Excerpted text:
--- START ---

Implement the bilateral filter for arbitrary x and y filter dimensions (m != n, and the center pixel is not the center of the filter). You should submit a separate tar ball containing everything including a new main function. You can define the halfkernelsize as left x, right x, up y, down y, so that the center pixel is not actually center of the kernel. (Added Oct 9)

Grading

The breakdown is as follows:

  • Basic functionality (45 pts) - use flower.bmp
    • Code compiles without errors, runs a filter 10 times with the kernel size of 11x11 (\delta_{i}=5, \delta_{c}=64) with an error of less than 0.00005 (20 pts) 
      • ex) bilateral flower.bmp out.bmp  5 5 64 10 1
    • Runs the filter 10 times with the various kernel sizes (listed below) with an error of less than 0.00005 (25 pts) (Updated Oct 7)
      • 5x5 (half kernel size = 2, \delta_{i}=5, \delta_{c}=64)
      • 9x9 (half kernel size = 4, \delta_{i}=9, \delta_{c}=64)
      • 17x17 (half kernel size = 8, \delta_{i}=17, \delta_{c}=64)
      • 33x33 (half kernel size = 16, \delta_{i}=33, \delta_{c}=64)
      • 65x65 (half kernel size = 32, \delta_{i}=65, \delta_{c}=64)
      • 127x127 (half kernel size = 63, \delta_{i}=127, \delta_{c}=64)
    • For this test, use flower.bmp
  • Optimization (40 pts) - use status_of_liberty.bmp
    • Run 41x41 bilateral filter (\delta_{i}=5, \delta_{c}=64) on status_of_liberty.bmp 
      • Faster than 190 ms (20 pts)
      • Faster than 150 ms (20 pts) (Updated Oct 6 - Since 400 ms is too easy to achieve, we adjusted the goal a little higher)
      • ex) bilateral status_of_liberty.bmp out.bmp 20 5 64 10 1
    • Both run should produce the result with an error of less than 0.00005.
    • Note that if you run a large kernel as this, it takes a long time if you check the accuracy due to the CPU filter (not the GPU). Be patient.
    • Questions (15 pts, 5 points per question)

    Extra credit is worth 10 points

    Running time and error calculation functions are already provided in HW3_main.cpp, so you do not implement your own timer. 

    Submission

    To submit the files, create a folder named lastname_firstinitial_hw3 and place your files (HW3_Convolution2D_gpu.cu and a text file answering the questions) in this folder. If you have files for extra credit, create a separate zip file that contains them and include a text file explaining them. Compress the folder (please use .zip compression) and submit on the course iSite page in the HW 3 dropbox. Please contact the TFs if you miss the deadline on Fri, Oct 9th, 11 pm EDT.

--- END ---

Extracted material:
--- START ---

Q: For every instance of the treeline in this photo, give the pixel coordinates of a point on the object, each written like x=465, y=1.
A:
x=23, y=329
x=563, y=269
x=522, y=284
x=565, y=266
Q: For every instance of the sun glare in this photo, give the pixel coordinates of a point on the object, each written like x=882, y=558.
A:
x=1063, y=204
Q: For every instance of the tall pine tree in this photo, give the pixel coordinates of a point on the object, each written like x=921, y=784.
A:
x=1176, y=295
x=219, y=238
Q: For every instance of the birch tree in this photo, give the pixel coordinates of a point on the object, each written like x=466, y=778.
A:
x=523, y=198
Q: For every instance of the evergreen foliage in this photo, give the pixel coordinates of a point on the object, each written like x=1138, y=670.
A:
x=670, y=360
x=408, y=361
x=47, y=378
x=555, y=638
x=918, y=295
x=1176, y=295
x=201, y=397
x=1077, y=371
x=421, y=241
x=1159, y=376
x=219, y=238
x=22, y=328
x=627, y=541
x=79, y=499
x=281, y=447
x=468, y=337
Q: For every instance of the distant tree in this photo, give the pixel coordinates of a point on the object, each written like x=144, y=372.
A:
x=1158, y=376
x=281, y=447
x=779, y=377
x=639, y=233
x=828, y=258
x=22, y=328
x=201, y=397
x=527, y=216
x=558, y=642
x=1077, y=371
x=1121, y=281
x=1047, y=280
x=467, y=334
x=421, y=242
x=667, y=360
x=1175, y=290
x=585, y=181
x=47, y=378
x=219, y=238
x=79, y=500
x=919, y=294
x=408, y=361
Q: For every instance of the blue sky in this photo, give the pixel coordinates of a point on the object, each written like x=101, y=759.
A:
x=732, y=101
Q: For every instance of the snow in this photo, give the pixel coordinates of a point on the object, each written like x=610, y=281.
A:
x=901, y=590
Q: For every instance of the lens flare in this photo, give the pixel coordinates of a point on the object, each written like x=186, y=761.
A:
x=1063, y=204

--- END ---

Exercise 1: In the homework description, which file already provides the running time and error calculation functions?
Exercise 2: Retype the homework description, starting with "Running time and" and going on through "9th, 11 pm EDT.".

Response area 1: HW3_main.cpp

Response area 2:
Running time and error calculation functions are already provided in HW3_main.cpp, so you do not implement your own timer. 

    Submission

    To submit the files, create a folder named lastname_firstinitial_hw3 and place your files (HW3_Convolution2D_gpu.cu and a text file answering the questions) in this folder. If you have files for extra credit, create a separate zip file that contains them and include a text file explaining them. Compress the folder (please use .zip compression) and submit on the course iSite page in the HW 3 dropbox. Please contact the TFs if you miss the deadline on Fri, Oct 9th, 11 pm EDT.